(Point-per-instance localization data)
##############################
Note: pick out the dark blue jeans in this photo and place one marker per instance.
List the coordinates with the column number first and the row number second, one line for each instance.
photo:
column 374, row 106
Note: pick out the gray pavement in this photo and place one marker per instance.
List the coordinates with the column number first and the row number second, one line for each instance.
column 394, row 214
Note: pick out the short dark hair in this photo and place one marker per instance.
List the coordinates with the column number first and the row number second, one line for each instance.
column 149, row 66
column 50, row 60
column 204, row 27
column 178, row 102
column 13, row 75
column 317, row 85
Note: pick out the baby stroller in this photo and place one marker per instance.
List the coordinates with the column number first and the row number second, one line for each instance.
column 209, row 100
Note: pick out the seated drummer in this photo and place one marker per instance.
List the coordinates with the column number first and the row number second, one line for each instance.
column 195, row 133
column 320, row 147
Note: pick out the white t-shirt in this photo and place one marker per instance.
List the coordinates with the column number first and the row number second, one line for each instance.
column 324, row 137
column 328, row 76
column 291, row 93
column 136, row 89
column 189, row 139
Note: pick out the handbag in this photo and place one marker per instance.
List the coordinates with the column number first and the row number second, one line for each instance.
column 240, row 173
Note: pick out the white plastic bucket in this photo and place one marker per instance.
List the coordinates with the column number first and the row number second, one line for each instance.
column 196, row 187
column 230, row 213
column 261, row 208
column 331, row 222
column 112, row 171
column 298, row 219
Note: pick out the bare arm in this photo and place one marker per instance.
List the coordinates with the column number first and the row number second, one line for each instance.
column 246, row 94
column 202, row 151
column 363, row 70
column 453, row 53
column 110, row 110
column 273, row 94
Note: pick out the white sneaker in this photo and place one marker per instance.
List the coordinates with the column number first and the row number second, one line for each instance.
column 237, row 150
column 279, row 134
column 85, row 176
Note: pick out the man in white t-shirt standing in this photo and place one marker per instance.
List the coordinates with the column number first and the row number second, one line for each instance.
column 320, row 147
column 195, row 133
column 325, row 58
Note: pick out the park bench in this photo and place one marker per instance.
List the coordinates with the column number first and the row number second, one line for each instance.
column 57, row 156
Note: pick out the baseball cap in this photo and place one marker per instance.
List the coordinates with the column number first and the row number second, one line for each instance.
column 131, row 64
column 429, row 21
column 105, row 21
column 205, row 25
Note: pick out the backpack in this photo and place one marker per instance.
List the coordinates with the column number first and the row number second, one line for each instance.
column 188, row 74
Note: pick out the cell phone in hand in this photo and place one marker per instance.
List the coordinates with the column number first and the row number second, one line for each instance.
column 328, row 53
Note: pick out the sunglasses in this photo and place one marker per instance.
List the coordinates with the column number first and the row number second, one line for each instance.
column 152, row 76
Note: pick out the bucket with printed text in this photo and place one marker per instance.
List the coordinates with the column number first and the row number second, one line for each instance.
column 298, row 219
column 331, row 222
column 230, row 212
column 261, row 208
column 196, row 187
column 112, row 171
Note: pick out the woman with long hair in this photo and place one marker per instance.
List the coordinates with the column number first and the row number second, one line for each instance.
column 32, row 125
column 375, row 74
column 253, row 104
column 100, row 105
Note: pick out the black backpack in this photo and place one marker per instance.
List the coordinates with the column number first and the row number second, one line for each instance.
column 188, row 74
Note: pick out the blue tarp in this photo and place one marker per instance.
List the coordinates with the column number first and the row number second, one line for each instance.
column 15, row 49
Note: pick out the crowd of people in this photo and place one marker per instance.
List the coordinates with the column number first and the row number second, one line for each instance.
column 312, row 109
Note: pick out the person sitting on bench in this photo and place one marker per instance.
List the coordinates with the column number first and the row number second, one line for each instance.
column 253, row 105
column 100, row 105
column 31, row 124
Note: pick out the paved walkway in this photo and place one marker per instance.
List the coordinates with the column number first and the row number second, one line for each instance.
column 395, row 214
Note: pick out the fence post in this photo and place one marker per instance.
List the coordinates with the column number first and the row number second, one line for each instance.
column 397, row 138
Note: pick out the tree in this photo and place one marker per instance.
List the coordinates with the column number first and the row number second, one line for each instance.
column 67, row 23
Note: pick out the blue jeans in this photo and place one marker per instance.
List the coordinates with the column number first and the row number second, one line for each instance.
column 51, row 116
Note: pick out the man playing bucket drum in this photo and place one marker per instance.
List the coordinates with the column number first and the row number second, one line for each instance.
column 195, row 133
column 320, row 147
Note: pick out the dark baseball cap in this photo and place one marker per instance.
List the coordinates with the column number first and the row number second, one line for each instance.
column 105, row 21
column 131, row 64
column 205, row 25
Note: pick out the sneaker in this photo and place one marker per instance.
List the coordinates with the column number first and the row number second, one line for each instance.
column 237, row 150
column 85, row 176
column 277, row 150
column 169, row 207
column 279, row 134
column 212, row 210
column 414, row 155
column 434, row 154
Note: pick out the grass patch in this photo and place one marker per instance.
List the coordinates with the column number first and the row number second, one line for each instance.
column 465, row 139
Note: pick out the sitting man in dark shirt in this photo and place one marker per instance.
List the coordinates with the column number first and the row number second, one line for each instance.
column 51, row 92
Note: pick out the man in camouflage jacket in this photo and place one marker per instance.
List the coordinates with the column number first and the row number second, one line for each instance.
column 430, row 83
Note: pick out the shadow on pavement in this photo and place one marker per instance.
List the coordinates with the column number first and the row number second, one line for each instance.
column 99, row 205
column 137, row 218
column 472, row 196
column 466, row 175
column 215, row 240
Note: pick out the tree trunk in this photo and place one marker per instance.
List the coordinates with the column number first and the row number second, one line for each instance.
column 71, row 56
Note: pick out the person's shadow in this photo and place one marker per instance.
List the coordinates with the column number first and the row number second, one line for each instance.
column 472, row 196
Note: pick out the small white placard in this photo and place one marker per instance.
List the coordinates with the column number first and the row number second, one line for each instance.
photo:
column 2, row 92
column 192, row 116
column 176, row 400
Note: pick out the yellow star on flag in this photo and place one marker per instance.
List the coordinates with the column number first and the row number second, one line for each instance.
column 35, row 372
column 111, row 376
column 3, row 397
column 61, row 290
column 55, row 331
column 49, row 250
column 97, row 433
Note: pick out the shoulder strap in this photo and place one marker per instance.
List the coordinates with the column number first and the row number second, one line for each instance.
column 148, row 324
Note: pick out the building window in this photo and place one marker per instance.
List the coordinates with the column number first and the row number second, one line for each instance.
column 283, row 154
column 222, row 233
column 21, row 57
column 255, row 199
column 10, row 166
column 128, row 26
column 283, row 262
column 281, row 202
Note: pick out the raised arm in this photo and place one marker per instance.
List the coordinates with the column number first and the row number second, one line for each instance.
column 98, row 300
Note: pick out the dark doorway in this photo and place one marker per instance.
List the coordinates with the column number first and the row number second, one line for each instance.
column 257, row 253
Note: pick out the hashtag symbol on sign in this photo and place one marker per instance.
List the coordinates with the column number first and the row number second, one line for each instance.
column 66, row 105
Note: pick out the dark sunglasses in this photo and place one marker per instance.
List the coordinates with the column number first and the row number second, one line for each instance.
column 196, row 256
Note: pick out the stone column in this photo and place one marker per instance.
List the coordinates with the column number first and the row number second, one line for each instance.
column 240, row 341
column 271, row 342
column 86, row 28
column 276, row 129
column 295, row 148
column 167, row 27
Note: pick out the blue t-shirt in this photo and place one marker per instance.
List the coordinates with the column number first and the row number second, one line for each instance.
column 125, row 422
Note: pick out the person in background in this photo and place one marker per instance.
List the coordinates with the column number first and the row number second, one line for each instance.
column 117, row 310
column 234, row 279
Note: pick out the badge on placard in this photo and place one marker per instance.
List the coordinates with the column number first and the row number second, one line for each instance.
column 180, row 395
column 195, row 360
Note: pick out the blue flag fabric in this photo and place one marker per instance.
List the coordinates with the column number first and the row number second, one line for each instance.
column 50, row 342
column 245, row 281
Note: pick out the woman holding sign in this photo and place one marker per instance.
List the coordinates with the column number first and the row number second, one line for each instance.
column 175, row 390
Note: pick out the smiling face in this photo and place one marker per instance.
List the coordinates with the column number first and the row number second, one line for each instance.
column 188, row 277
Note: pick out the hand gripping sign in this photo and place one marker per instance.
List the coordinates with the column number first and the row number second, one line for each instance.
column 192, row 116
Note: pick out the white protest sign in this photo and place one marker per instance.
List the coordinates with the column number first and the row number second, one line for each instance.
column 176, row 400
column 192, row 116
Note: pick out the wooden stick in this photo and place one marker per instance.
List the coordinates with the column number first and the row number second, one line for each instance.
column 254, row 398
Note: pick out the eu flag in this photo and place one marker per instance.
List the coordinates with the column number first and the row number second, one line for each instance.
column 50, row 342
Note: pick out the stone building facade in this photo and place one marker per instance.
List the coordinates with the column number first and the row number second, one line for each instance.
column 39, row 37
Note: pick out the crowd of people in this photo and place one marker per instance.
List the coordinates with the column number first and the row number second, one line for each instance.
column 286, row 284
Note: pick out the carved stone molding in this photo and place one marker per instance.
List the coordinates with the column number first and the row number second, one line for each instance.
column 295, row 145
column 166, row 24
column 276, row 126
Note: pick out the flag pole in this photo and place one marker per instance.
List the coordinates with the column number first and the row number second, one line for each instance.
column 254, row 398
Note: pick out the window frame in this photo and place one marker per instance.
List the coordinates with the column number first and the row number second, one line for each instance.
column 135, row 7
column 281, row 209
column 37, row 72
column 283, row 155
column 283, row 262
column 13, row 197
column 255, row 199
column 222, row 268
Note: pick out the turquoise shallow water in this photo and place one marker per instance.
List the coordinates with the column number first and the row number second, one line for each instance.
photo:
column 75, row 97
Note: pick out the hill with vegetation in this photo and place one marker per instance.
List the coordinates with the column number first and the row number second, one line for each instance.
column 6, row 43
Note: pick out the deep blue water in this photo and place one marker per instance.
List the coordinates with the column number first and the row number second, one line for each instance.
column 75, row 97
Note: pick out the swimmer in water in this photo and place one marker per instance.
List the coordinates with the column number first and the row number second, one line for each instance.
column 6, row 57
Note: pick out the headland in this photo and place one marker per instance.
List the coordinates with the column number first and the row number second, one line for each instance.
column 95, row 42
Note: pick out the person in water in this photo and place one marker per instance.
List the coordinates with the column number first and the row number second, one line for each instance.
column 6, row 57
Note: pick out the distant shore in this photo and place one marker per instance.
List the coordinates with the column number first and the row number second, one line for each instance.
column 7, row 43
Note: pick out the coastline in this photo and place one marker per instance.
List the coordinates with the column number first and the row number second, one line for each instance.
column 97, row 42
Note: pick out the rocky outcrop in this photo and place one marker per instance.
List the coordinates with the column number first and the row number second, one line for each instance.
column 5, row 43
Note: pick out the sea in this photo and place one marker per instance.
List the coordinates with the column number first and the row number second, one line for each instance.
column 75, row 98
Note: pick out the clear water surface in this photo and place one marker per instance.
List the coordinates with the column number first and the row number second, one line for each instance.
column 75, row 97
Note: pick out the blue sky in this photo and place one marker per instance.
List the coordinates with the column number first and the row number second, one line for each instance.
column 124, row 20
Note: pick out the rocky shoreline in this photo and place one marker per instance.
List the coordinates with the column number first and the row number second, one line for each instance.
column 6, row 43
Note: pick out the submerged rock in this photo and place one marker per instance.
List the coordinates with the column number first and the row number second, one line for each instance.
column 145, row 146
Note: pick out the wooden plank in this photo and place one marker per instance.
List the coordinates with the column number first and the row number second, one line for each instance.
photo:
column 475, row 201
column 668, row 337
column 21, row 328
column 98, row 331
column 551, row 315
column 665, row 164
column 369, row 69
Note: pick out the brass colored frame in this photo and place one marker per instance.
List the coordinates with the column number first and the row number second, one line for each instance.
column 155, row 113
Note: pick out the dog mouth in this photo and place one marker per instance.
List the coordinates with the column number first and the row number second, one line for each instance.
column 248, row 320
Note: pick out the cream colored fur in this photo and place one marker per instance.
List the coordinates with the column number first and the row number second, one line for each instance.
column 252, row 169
##############################
=== Task goal ===
Where in the entries does the word "frame" occur? Copy out each line that has it.

=== Task response ===
Note: pick out the window frame in this photo and place one marker per instance.
Note: pick out the brass colored frame in this photo and place one marker per instance.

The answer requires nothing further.